What is required
Copy out exactly the lines from the line containing "The component shall point out each instance of the woman's" to the end of the listing.

Excerpts of location labeling data
++++
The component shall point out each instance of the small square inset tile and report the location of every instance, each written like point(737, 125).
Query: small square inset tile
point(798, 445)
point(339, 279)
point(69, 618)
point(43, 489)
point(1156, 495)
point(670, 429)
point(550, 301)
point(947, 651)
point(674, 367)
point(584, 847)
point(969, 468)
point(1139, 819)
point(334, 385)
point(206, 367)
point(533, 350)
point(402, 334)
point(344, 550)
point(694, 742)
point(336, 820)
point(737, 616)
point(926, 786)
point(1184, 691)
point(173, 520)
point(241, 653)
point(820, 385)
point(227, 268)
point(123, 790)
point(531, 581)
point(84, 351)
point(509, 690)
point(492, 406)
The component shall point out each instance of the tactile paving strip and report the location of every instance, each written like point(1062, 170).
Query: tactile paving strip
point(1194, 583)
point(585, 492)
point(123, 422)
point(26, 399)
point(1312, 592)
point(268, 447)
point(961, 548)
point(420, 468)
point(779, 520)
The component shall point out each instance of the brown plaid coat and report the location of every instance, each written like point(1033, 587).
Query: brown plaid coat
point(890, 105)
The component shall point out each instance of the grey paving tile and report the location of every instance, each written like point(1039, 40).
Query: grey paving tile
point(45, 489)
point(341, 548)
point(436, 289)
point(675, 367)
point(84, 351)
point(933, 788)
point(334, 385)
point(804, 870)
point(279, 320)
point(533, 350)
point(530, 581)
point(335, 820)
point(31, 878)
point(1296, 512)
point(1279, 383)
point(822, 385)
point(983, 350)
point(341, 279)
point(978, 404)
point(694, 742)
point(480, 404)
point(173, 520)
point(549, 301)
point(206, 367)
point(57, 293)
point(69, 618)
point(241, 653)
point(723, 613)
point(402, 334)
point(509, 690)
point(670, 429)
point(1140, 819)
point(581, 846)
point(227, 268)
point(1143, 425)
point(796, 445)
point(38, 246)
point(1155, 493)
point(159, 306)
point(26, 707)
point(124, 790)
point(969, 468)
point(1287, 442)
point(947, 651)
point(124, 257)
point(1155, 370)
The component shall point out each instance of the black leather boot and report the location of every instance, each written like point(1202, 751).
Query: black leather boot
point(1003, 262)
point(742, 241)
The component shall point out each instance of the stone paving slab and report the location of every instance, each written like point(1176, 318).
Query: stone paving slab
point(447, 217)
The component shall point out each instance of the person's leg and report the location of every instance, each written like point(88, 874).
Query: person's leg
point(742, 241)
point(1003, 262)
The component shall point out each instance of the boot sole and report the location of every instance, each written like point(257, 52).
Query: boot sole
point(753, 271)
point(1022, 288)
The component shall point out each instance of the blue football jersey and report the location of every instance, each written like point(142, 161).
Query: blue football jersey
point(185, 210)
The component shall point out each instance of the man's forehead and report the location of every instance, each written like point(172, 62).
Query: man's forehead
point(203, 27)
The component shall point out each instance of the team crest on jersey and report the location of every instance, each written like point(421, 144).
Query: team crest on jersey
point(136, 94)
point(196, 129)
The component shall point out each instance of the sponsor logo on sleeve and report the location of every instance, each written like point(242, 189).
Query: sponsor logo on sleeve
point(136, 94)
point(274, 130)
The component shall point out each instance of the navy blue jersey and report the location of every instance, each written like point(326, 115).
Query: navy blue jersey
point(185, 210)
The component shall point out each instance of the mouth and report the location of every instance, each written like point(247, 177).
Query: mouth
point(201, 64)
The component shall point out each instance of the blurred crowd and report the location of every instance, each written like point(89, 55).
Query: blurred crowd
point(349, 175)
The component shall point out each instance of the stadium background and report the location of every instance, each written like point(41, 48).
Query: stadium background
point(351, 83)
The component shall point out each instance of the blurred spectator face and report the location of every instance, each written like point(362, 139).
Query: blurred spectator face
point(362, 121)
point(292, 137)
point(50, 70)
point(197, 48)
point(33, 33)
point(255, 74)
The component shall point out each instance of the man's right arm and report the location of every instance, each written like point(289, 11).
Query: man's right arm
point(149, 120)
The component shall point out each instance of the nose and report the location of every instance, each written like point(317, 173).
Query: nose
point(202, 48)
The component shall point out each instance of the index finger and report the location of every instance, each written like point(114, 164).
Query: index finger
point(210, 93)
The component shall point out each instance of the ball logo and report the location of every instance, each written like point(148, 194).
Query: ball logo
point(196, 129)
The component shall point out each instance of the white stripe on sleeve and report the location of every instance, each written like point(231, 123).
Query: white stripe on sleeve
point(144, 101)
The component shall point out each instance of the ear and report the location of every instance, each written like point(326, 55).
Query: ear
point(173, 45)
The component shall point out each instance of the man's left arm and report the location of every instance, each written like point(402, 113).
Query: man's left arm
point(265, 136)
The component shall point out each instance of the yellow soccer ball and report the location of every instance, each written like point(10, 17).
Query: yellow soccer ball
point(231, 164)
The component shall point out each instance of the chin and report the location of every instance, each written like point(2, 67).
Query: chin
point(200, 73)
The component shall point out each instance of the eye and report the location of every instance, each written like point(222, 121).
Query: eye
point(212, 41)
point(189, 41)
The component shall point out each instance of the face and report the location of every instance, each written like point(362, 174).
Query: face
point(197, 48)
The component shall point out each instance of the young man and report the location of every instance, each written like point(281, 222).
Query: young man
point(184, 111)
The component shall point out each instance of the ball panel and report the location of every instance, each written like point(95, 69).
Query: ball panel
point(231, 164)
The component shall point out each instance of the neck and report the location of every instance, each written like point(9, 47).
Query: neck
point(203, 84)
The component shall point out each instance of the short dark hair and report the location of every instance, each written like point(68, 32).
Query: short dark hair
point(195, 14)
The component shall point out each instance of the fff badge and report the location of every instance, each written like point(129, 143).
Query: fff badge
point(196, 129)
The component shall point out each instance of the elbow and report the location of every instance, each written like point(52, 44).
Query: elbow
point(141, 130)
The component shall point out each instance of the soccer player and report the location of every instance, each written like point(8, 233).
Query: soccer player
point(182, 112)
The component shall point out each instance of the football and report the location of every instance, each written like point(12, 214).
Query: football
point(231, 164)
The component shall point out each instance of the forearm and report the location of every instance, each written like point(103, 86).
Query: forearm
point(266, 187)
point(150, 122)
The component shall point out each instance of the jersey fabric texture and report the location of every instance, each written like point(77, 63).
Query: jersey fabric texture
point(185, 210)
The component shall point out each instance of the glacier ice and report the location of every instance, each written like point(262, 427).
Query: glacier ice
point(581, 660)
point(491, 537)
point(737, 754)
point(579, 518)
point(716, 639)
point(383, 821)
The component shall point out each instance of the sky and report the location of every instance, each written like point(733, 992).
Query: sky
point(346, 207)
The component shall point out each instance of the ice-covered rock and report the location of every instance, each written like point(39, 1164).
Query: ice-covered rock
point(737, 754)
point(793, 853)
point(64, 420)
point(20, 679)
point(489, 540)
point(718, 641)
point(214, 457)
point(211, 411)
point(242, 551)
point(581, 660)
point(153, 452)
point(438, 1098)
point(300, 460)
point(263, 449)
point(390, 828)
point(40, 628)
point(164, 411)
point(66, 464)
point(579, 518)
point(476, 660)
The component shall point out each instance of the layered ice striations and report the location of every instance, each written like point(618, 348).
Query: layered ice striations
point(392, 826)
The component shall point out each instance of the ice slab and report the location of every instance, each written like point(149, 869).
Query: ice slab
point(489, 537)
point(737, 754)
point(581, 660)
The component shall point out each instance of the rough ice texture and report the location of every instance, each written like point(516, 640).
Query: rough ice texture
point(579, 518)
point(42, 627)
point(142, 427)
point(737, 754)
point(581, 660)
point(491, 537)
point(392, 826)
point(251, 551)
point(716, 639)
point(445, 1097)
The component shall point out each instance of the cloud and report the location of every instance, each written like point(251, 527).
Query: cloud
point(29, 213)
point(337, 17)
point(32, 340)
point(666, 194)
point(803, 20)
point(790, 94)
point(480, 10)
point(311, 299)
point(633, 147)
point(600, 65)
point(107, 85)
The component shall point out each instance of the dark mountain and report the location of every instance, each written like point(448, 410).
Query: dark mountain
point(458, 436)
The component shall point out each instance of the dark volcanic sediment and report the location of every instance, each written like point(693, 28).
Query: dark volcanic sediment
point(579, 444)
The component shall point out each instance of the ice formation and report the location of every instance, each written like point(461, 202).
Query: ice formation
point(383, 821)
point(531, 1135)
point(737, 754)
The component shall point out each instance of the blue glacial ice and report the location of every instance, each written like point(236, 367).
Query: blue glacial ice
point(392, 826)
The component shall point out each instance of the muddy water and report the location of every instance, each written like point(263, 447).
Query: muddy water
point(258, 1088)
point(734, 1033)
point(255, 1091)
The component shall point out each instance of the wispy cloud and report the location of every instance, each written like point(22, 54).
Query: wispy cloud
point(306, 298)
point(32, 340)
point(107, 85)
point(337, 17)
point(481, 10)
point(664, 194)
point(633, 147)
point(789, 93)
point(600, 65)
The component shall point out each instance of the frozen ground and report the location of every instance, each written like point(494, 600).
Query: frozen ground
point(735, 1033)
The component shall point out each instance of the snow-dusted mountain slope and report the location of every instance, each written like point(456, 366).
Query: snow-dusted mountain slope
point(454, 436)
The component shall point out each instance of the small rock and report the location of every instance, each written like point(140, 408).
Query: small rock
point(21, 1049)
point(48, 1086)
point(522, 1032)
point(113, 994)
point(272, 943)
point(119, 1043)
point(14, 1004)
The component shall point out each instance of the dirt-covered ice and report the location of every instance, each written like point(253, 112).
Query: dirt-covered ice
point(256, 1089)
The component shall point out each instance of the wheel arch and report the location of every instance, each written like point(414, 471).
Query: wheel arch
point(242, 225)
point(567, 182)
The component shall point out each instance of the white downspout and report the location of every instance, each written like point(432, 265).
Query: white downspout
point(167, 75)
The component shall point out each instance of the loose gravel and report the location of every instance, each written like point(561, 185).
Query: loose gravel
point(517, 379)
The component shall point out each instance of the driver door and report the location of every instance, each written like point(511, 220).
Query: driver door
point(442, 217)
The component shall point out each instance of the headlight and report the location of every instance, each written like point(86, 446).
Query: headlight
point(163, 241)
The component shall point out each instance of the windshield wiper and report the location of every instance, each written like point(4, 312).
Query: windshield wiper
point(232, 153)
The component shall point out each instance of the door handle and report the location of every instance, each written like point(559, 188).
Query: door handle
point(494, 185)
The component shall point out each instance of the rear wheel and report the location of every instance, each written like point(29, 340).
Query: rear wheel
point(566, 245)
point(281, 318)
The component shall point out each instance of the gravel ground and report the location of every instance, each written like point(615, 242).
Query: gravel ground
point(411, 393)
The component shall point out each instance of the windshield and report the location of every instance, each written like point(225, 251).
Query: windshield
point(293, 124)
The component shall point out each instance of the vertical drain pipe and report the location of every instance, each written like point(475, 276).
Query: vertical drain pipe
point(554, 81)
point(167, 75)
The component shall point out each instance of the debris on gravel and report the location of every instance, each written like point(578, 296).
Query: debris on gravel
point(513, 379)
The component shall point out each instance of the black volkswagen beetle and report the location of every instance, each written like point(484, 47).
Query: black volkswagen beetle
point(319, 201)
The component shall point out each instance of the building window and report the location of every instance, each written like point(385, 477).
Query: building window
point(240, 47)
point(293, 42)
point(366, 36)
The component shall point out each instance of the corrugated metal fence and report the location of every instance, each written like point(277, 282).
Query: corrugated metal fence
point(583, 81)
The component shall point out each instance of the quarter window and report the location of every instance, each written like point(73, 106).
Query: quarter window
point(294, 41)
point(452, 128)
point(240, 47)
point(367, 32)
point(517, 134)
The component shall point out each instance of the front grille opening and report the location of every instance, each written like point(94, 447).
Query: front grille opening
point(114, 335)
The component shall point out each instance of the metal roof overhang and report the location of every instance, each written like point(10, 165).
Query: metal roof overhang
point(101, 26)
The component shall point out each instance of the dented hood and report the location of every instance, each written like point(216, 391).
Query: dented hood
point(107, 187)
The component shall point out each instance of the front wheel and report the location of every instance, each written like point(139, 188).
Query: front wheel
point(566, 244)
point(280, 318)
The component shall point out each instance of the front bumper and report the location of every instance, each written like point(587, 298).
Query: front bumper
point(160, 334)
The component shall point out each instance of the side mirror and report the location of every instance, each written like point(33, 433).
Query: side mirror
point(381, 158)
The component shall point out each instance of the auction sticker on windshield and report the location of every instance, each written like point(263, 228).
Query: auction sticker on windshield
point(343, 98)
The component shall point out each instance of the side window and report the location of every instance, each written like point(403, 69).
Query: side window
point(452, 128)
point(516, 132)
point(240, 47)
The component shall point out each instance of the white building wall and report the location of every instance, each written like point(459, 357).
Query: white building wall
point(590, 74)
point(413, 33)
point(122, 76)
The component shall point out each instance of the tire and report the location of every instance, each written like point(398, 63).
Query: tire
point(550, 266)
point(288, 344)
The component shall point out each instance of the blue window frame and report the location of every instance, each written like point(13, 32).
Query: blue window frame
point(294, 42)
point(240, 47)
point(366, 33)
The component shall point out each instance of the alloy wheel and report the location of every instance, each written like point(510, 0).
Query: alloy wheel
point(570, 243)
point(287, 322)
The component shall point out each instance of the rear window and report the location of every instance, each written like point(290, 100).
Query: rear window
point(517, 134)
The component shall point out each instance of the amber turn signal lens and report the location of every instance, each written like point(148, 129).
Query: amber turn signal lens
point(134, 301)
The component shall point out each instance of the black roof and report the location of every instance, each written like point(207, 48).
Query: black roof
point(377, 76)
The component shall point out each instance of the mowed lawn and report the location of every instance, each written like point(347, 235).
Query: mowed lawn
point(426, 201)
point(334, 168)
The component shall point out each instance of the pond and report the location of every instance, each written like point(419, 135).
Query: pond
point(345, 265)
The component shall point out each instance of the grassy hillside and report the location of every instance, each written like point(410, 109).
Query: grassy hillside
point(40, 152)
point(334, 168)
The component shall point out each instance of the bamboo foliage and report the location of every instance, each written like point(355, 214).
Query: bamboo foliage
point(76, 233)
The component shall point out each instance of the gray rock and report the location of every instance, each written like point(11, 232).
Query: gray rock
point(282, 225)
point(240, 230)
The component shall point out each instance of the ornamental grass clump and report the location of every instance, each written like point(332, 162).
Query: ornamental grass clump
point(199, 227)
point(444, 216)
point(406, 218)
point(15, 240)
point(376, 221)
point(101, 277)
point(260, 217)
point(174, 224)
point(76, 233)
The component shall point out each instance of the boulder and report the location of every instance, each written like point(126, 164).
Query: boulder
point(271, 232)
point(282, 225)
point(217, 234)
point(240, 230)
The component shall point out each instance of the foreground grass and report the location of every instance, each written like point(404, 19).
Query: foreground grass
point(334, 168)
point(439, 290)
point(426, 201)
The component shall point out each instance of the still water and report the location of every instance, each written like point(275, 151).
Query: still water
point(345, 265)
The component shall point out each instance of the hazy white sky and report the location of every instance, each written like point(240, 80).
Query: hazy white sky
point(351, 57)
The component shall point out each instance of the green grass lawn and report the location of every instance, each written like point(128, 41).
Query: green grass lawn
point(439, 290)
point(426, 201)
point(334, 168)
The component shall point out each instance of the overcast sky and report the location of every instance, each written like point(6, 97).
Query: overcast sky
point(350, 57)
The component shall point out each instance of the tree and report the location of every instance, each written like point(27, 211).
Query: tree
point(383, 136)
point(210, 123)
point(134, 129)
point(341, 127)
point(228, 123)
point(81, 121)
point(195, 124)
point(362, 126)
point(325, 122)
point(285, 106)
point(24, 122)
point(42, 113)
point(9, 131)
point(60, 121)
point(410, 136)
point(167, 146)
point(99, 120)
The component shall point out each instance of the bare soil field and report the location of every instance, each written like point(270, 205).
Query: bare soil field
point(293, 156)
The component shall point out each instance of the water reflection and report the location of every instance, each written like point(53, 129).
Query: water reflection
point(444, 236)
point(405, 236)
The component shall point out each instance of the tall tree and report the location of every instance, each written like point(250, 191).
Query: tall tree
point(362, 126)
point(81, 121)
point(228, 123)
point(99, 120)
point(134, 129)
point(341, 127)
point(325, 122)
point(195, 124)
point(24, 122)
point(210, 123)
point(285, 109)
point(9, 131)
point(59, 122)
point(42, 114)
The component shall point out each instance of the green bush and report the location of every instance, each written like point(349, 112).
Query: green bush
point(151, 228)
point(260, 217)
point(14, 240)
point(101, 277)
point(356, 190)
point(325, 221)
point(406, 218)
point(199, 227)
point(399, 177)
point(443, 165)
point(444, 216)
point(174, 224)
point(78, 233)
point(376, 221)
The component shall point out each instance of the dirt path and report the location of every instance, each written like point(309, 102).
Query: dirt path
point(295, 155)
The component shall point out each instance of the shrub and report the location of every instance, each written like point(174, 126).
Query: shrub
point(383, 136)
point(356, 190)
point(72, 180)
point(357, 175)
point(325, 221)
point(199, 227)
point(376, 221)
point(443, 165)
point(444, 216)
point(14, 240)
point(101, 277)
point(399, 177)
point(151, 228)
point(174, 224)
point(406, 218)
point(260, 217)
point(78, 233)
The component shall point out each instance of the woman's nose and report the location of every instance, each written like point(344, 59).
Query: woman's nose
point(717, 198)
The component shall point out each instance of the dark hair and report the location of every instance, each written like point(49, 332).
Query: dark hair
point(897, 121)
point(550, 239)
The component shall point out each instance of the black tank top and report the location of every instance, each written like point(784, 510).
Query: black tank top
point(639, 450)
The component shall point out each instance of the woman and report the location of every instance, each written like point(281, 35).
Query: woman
++++
Answer in full
The component shall point out each instance of the woman's nose and report the location of every instance, each written like point(344, 59).
Query: woman's nose
point(717, 198)
The component shall point out each instance of the dark hair and report the location of every instance, each written like point(49, 332).
Query: dark hair
point(897, 121)
point(550, 239)
The component shall point out each instance of the black tank top and report the location of every instance, each written like point(784, 510).
Query: black tank top
point(639, 450)
The component shall point out each instance of the woman and report the location of every instance, each written like point(281, 35).
Query: woman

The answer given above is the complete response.